* [WHAT IS ASKED]: Reproduce the lines below from the one containing "foliage in the photo above." through the last line, substituting "pedestrian-flow study" for "corridor-flow study" and leaving everything else unchanged. Leave the pictures out of your answer.

* [RECORDS TO USE]:
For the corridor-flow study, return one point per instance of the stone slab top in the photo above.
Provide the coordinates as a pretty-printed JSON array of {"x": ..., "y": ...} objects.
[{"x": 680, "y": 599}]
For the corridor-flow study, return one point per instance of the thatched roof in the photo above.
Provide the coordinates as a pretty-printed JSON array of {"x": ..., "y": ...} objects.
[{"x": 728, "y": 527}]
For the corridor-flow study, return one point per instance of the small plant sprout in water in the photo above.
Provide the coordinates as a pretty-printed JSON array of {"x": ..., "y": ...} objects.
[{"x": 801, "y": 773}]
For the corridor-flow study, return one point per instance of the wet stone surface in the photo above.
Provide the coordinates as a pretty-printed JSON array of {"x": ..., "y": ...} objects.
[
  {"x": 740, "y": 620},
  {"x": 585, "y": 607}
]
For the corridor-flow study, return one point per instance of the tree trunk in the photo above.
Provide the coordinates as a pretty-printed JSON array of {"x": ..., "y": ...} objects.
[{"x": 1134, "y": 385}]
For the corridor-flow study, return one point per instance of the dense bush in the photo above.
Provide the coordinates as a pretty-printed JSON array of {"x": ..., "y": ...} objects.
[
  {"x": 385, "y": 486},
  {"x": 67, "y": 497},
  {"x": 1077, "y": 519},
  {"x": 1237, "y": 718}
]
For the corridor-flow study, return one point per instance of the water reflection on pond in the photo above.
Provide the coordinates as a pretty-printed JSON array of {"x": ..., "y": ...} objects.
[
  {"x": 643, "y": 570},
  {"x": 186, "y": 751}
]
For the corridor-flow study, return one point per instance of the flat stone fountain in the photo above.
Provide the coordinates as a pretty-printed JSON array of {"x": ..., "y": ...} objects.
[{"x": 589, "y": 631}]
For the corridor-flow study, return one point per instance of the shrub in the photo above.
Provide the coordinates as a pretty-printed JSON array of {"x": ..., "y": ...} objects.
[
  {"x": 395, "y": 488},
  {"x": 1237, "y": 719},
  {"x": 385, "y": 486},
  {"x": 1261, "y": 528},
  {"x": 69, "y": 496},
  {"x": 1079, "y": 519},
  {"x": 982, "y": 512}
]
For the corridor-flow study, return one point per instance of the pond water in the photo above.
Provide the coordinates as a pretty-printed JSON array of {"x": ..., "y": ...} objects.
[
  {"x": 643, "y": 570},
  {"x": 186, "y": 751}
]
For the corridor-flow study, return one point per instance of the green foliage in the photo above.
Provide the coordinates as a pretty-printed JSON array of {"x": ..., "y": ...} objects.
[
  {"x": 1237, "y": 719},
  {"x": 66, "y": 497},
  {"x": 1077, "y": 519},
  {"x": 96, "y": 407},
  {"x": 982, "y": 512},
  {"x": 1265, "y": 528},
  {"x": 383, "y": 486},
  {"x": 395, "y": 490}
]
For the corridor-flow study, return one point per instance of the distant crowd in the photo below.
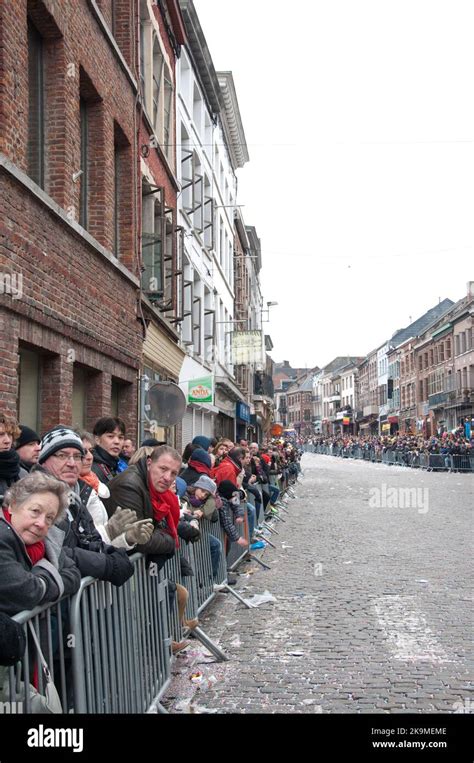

* [FULL ANSWER]:
For the pedestrian-flow study, return one point per instance of the green foliage in the photo above.
Provide the coordinates as a pretty-printed JSON array of {"x": ..., "y": ...} objects.
[
  {"x": 1237, "y": 719},
  {"x": 66, "y": 497},
  {"x": 1077, "y": 519},
  {"x": 96, "y": 407},
  {"x": 982, "y": 512},
  {"x": 1265, "y": 528},
  {"x": 383, "y": 486},
  {"x": 395, "y": 490}
]
For the pedestrian-flow study, return one point per instance of the distant crowd in the photo below.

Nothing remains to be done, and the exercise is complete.